■ **GEGEBENE DATEN**:

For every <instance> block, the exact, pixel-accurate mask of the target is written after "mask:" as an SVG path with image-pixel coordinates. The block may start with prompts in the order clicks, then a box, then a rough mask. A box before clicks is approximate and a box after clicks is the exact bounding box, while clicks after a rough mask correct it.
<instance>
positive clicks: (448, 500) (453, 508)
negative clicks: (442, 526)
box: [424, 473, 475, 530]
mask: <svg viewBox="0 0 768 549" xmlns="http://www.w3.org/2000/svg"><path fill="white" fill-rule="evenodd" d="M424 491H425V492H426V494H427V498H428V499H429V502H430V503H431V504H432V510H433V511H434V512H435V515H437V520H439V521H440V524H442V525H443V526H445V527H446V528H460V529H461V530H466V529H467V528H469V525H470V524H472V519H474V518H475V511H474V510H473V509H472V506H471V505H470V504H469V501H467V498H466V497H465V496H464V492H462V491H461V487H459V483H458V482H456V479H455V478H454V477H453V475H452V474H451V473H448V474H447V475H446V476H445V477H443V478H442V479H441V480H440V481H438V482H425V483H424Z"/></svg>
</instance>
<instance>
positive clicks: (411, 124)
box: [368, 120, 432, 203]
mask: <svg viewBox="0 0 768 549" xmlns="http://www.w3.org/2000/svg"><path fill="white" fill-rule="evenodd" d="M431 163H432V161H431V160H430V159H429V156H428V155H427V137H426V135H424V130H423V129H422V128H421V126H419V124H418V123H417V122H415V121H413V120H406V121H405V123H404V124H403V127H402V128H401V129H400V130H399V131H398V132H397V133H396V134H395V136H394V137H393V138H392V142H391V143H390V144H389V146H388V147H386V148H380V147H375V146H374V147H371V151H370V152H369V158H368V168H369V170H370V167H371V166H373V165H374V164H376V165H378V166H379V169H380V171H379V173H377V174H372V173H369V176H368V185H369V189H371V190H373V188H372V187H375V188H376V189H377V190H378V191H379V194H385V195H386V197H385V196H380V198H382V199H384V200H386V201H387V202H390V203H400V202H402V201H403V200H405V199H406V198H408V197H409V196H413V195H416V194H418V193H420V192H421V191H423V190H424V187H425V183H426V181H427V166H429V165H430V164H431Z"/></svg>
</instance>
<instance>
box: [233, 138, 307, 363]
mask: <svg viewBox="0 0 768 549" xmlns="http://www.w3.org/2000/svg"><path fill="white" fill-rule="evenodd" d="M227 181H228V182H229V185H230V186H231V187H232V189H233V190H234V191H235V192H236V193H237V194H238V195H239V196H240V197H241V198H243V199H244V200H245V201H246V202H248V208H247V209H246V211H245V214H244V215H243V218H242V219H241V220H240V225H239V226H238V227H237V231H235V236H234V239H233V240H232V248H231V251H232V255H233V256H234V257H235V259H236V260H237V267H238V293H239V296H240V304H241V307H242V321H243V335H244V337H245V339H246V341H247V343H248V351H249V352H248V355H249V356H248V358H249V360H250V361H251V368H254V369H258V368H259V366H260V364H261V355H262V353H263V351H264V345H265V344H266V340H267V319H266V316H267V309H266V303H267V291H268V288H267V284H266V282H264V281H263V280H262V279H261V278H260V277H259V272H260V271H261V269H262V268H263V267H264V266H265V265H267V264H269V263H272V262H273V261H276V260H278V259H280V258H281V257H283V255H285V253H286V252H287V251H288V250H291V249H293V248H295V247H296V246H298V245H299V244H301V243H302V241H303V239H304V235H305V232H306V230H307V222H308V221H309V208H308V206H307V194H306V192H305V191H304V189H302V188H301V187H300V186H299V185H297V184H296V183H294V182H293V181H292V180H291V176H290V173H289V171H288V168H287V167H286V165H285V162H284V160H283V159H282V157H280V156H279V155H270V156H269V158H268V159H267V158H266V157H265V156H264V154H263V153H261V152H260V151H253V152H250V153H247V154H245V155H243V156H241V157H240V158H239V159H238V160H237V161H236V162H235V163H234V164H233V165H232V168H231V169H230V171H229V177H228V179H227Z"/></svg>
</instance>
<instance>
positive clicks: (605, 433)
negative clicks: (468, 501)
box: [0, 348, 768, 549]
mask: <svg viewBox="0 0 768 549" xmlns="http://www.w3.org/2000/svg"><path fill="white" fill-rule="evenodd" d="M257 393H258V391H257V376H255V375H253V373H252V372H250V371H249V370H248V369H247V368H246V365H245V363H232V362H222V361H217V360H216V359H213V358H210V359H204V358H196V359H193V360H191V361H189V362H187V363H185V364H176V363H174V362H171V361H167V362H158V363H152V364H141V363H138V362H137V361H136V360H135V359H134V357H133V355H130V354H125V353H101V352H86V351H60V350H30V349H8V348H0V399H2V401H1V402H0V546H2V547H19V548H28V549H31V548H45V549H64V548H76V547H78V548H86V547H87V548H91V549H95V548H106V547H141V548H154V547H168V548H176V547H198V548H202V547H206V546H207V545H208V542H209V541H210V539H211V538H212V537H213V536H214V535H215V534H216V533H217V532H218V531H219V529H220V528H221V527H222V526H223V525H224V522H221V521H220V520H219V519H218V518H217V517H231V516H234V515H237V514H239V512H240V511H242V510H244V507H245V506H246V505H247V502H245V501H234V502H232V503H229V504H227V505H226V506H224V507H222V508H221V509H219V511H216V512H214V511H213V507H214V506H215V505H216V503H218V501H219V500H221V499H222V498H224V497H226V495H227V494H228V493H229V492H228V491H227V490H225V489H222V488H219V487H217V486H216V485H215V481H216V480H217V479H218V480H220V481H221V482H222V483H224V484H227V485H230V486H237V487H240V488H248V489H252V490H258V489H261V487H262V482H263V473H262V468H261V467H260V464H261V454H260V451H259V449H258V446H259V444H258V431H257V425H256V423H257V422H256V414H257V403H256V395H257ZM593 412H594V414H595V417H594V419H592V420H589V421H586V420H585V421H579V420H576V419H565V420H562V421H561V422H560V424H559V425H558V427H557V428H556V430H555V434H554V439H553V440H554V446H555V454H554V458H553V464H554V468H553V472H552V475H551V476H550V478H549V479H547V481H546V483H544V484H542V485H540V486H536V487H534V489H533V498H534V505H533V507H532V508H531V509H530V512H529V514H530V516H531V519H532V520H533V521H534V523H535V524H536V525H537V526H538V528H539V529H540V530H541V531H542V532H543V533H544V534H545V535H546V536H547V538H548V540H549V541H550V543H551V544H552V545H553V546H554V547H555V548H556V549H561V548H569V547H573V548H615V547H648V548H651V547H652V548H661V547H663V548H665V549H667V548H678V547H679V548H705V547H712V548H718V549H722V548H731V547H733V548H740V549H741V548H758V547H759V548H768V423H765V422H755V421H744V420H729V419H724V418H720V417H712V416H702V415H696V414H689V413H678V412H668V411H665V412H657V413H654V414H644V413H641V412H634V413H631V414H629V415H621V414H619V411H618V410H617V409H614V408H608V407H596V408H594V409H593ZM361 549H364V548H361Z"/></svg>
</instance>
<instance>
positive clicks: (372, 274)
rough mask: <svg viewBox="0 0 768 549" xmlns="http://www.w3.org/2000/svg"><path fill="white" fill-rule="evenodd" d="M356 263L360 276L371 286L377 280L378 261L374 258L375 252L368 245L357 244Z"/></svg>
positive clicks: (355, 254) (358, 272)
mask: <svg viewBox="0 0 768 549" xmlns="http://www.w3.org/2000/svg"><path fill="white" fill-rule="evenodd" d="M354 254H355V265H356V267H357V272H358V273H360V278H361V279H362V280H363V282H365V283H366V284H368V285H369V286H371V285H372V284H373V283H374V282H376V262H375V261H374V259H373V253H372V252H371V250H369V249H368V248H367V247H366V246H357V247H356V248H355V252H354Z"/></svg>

■ **AUFGABENBESCHREIBUNG**: Benenne in den Datensätzen oben „negative clicks“ überall in „negative points“ um und gib alle Datensätze sonst unverändert wieder.

■ **ANTWORT**:
For every <instance> block, the exact, pixel-accurate mask of the target is written after "mask:" as an SVG path with image-pixel coordinates. The block may start with prompts in the order clicks, then a box, then a rough mask. A box before clicks is approximate and a box after clicks is the exact bounding box, while clicks after a rough mask correct it.
<instance>
positive clicks: (448, 500) (453, 508)
negative points: (442, 526)
box: [424, 473, 475, 530]
mask: <svg viewBox="0 0 768 549" xmlns="http://www.w3.org/2000/svg"><path fill="white" fill-rule="evenodd" d="M424 491H425V492H426V494H427V498H428V499H429V502H430V503H431V504H432V510H433V511H434V512H435V515H437V520H439V521H440V524H442V525H443V526H445V527H446V528H460V529H461V530H466V529H467V528H469V525H470V524H472V519H474V518H475V511H474V510H473V509H472V506H471V505H470V504H469V501H467V498H466V497H465V496H464V492H462V491H461V487H459V483H458V482H456V479H455V478H454V477H453V475H452V474H451V473H448V474H447V475H446V476H445V477H443V478H442V479H441V480H440V481H438V482H425V483H424Z"/></svg>
</instance>
<instance>
positive clicks: (411, 124)
box: [368, 120, 432, 203]
mask: <svg viewBox="0 0 768 549" xmlns="http://www.w3.org/2000/svg"><path fill="white" fill-rule="evenodd" d="M431 163H432V161H431V160H430V159H429V156H428V155H427V137H426V135H424V130H423V129H422V128H421V126H419V124H418V123H417V122H415V121H413V120H406V121H405V123H404V124H403V127H402V128H401V129H400V130H399V131H398V132H397V133H396V134H395V136H394V137H393V138H392V142H391V143H390V144H389V146H388V147H386V148H380V147H375V146H374V147H371V151H370V152H369V158H368V168H369V170H370V167H371V166H373V165H374V164H376V165H378V166H379V169H380V171H379V173H377V174H372V173H369V176H368V185H369V189H371V190H373V188H372V187H375V188H376V189H377V190H378V191H379V194H385V195H386V197H385V196H380V198H382V199H384V200H386V201H387V202H390V203H400V202H402V201H403V200H405V199H406V198H408V197H409V196H413V195H416V194H418V193H420V192H421V191H423V190H424V187H425V183H426V181H427V166H429V165H430V164H431Z"/></svg>
</instance>
<instance>
box: [233, 138, 307, 363]
mask: <svg viewBox="0 0 768 549" xmlns="http://www.w3.org/2000/svg"><path fill="white" fill-rule="evenodd" d="M227 181H228V182H229V185H230V186H231V187H232V189H233V190H234V191H235V192H236V193H237V194H238V195H239V196H240V197H241V198H243V199H244V200H245V201H246V202H248V208H247V209H246V211H245V214H244V215H243V218H242V219H241V220H240V225H239V226H238V227H237V231H235V236H234V239H233V240H232V248H231V251H232V255H233V256H234V257H235V259H236V260H237V267H238V293H239V296H240V304H241V307H242V321H243V335H244V337H245V339H246V341H247V343H248V351H249V352H248V355H249V356H248V358H249V360H250V361H251V368H254V369H258V368H259V366H260V364H261V355H262V353H263V351H264V345H265V344H266V340H267V319H266V316H267V309H266V303H267V291H268V288H267V284H266V282H264V281H263V280H262V279H261V278H260V277H259V272H260V271H261V269H262V268H263V267H264V266H265V265H267V264H269V263H272V262H273V261H276V260H278V259H280V258H281V257H283V255H285V253H286V252H287V251H288V250H291V249H293V248H295V247H296V246H298V245H299V244H301V243H302V241H303V239H304V235H305V232H306V230H307V222H308V221H309V208H308V206H307V194H306V192H305V191H304V189H302V188H301V187H300V186H299V185H297V184H296V183H294V182H293V181H292V180H291V176H290V173H289V171H288V168H287V167H286V165H285V162H284V160H283V159H282V157H280V156H279V155H270V156H269V158H268V159H267V158H266V157H265V156H264V154H263V153H261V152H260V151H253V152H250V153H247V154H245V155H243V156H241V157H240V158H239V159H238V160H237V161H236V162H235V163H234V164H233V165H232V168H231V169H230V171H229V177H228V179H227Z"/></svg>
</instance>
<instance>
positive clicks: (605, 433)
negative points: (468, 501)
box: [0, 348, 768, 549]
mask: <svg viewBox="0 0 768 549" xmlns="http://www.w3.org/2000/svg"><path fill="white" fill-rule="evenodd" d="M257 393H258V391H257V376H255V375H253V373H252V372H250V371H249V370H248V369H247V368H246V365H245V363H232V362H222V361H217V360H216V359H213V358H210V359H204V358H196V359H193V360H191V361H189V362H187V363H185V364H176V363H174V362H171V361H167V362H158V363H152V364H141V363H138V362H137V361H136V360H135V359H134V357H133V355H130V354H125V353H101V352H86V351H60V350H30V349H8V348H0V399H2V401H1V402H0V546H2V547H19V548H28V549H31V548H45V549H64V548H76V547H78V548H86V547H87V548H91V549H95V548H106V547H141V548H154V547H168V548H176V547H198V548H202V547H206V546H207V545H208V542H209V541H210V539H211V538H212V537H213V536H214V535H215V534H216V533H217V532H218V531H219V529H220V528H221V527H222V526H223V525H224V522H221V521H220V520H219V519H218V518H217V517H231V516H234V515H237V514H239V512H240V511H242V510H244V507H245V506H246V505H247V502H245V501H234V502H232V503H229V504H227V505H226V506H224V507H222V508H221V509H219V511H216V512H214V511H213V507H214V506H215V505H216V503H218V501H219V500H221V499H222V498H224V497H226V495H227V494H228V493H229V492H228V491H227V490H225V489H222V488H219V487H217V486H216V485H215V481H216V480H217V479H218V480H220V481H221V482H222V483H224V484H227V485H230V486H237V487H240V488H248V489H252V490H258V489H261V487H262V482H263V473H262V468H261V467H260V464H261V454H260V451H259V449H258V446H259V444H258V431H257V425H256V423H257V422H256V414H257V403H256V395H257ZM593 412H594V414H595V417H594V419H592V420H589V421H586V420H585V421H579V420H576V419H565V420H562V421H561V422H560V424H559V425H558V427H557V428H556V430H555V434H554V439H553V440H554V446H555V454H554V458H553V464H554V468H553V472H552V475H551V476H550V478H549V479H547V481H546V483H544V484H542V485H540V486H536V487H534V489H533V498H534V505H533V507H532V508H531V509H530V512H529V514H530V516H531V519H532V520H533V521H534V523H535V524H536V525H537V526H538V528H539V529H540V530H541V531H542V532H543V533H544V534H545V535H546V536H547V538H548V540H549V541H550V543H551V544H552V545H553V546H554V547H555V548H556V549H561V548H569V547H573V548H615V547H648V548H651V547H652V548H661V547H663V548H665V549H667V548H678V547H679V548H705V547H712V548H718V549H722V548H731V547H733V548H740V549H741V548H758V547H759V548H768V423H765V422H755V421H744V420H729V419H724V418H720V417H712V416H702V415H696V414H689V413H678V412H668V411H665V412H657V413H654V414H644V413H641V412H634V413H631V414H629V415H621V414H619V411H618V410H617V409H614V408H608V407H596V408H594V409H593ZM361 549H364V548H361Z"/></svg>
</instance>
<instance>
positive clicks: (372, 274)
rough mask: <svg viewBox="0 0 768 549" xmlns="http://www.w3.org/2000/svg"><path fill="white" fill-rule="evenodd" d="M356 263L360 276L371 286L377 280L378 261L374 258L375 252L368 245L357 244Z"/></svg>
positive clicks: (355, 254) (358, 272)
mask: <svg viewBox="0 0 768 549" xmlns="http://www.w3.org/2000/svg"><path fill="white" fill-rule="evenodd" d="M354 254H355V265H356V267H357V272H358V273H360V278H361V279H362V280H363V282H365V283H366V284H368V285H369V286H371V285H372V284H373V283H374V282H376V262H375V261H374V259H373V253H372V252H371V250H369V249H368V248H367V247H366V246H357V247H356V248H355V252H354Z"/></svg>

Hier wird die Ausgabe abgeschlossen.